Passage provided ->

Bivalent vaccination fails to enhance conserved spike T cell responses across BetaCoronaviruses

Introduction/Rationale: The COVID-19 pandemic highlighted the need for vaccines strategies that elicit broad T cell-mediated immunity against emerging viral families. BetaCoronaviruses - including severe acute respiratory syndrome coronavirus (SARS-CoV), Middle East respiratory syndrome (MERS) and SARS-CoV-2 – pose significant pandemic risks due to their zoonotic potential and genetic diversity. In previous work, we identified conserved Spike T cell epitope regions (S-CTERs) within the ancestral Wuhan S protein sequence that demonstrated strong cross-reactive potential across diverse BetaCoronaviruses.

Methods: Here, we investigated whether bivalent vaccination (Beta + Omicron) preferentially enhances T cell responses targeting CTERs and improves cross-reactivity across Betacoronavirus subgenera. PBMC samples were collected at baseline (day 0) and post-vaccination (day 90) from a cohort of 60 adults receiving either the Pfizer or Moderna bivalent vaccine. Antigen-specific CD4+ and CD8+ T cell responses were assessed using a combined activation-induced marker (AIM) and intracellular cytokine (ICS) assay in a 25-colour-flow cytometry panel.

Provided records ->
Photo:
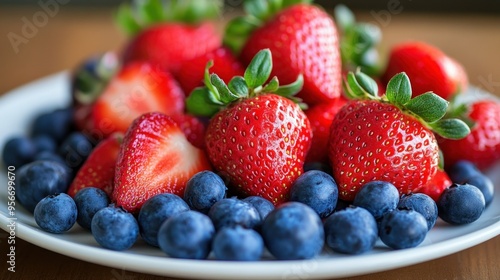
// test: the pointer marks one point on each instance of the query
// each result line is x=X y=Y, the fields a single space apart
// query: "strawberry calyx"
x=140 y=14
x=358 y=42
x=216 y=95
x=429 y=108
x=257 y=12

Task set ->
**1.** Write out the part of the abstract on bivalent vaccination and T cell responses from "Methods: Here, we" up to and including "25-colour-flow cytometry panel.".
**2.** According to the abstract on bivalent vaccination and T cell responses, on which day after vaccination were the post-vaccination PBMC samples collected?

Completed exercise ->
**1.**
Methods: Here, we investigated whether bivalent vaccination (Beta + Omicron) preferentially enhances T cell responses targeting CTERs and improves cross-reactivity across Betacoronavirus subgenera. PBMC samples were collected at baseline (day 0) and post-vaccination (day 90) from a cohort of 60 adults receiving either the Pfizer or Moderna bivalent vaccine. Antigen-specific CD4+ and CD8+ T cell responses were assessed using a combined activation-induced marker (AIM) and intracellular cytokine (ICS) assay in a 25-colour-flow cytometry panel.

**2.** Day 90.